WORK TO COMPLETE → Render the lines below as a numbered list, omitting any blank lines.

INPUT DATA →

BEGIN

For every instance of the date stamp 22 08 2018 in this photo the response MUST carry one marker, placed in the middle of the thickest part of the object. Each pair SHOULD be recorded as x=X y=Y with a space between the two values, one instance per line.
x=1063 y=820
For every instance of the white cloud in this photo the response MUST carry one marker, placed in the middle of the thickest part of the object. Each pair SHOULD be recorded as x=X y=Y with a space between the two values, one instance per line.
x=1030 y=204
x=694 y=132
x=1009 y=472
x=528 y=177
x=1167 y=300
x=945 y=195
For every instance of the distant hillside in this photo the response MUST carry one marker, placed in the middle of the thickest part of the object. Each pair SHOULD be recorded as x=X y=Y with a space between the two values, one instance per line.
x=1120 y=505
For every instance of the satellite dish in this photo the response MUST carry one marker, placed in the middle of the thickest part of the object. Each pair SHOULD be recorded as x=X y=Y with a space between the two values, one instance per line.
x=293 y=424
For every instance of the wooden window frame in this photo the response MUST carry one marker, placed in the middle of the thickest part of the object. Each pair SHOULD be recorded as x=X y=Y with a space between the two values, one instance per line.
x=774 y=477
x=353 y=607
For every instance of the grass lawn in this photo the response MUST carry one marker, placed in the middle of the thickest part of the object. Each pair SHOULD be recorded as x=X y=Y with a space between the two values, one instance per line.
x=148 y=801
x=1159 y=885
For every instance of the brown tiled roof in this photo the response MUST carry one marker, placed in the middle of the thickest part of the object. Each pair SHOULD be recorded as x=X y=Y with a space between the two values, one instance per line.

END

RESULT FOR THIS EXERCISE →
1. For every instance of the date stamp 22 08 2018 in this photo the response MUST carry one marker, placed in the middle of the thickest part of the object. Each pair SHOULD be recorded as x=X y=Y with a space between the two values, one instance per line.
2. x=1063 y=820
3. For every instance of the white cloud in this photo the response MUST carry one marker, placed in the middle of the thickest part of the object. Each pair SHOULD be recorded as x=X y=Y with a space between the two values, one instance per line.
4. x=1030 y=204
5. x=694 y=132
6. x=1009 y=472
7. x=528 y=177
8. x=1167 y=300
9. x=945 y=195
10. For every instance of the distant hillside in this photo the response MUST carry one marker, placed in the middle of the thickest part of the object. Each pair SHOULD be recorded as x=X y=Y with a space between the two values, one instance per line.
11. x=1120 y=505
12. For every instance of the satellite dish in this photo the response MUST carry one marker, placed in the middle of the thickest part of the object. Each pair SHOULD be recorded as x=X y=Y with a space between the two values, one instance per line.
13. x=293 y=424
14. For every instance of the wooden window frame in this photo the response MUST carry one marker, placed in the middle of the thickest part of the object. Each pair SHOULD be recorded as x=X y=Y with a space between the two values, one instance per line.
15. x=774 y=477
16. x=353 y=607
17. For every instance of the grass lawn in this photo the response MUST carry one marker, placed in the middle of the thickest part of the object. Each pair SHOULD be recorded as x=X y=Y with a space between the two values, one instance per line.
18. x=148 y=801
19. x=1159 y=885
20. For every instance of the brown tiled roof in this photo the response MUST carry one marker, placed in the middle of the thickest part of the object. Each pair SHOULD be recorded as x=X y=Y with a space between the two values, one instance per line.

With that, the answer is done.